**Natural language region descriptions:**
+-------+

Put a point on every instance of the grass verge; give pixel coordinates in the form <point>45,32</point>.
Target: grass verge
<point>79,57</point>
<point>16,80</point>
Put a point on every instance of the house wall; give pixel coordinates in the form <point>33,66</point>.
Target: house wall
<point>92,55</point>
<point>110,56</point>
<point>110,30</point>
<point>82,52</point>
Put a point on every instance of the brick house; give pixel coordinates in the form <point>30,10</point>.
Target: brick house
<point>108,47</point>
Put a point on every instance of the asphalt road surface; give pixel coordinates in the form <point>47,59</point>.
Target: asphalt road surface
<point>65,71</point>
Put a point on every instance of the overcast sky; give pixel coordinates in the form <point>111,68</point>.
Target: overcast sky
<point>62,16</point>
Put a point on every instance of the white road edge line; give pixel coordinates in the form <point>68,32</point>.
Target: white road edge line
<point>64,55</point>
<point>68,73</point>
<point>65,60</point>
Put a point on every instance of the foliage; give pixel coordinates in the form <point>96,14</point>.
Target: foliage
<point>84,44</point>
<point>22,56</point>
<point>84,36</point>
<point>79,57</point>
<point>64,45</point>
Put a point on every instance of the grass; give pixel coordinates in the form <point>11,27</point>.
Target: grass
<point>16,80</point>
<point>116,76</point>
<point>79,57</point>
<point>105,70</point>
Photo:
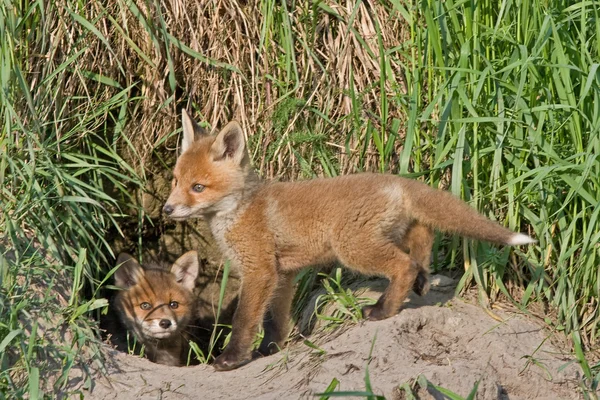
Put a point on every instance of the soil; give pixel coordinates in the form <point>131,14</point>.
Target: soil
<point>450,342</point>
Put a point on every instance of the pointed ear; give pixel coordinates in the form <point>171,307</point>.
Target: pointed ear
<point>129,273</point>
<point>230,144</point>
<point>191,131</point>
<point>186,269</point>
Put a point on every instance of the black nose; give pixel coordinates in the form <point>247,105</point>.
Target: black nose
<point>164,323</point>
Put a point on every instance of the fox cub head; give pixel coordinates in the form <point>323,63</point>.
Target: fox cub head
<point>211,172</point>
<point>156,304</point>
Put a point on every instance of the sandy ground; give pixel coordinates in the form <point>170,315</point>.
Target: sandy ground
<point>452,343</point>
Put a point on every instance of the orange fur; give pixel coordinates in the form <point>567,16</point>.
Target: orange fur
<point>157,305</point>
<point>374,224</point>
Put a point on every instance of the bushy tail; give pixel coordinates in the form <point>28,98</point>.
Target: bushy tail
<point>443,211</point>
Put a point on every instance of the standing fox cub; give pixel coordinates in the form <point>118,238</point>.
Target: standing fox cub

+-------+

**Task prompt:**
Some lines in the records may hold "standing"; state how many do, and give no more than that number.

**Answer:**
2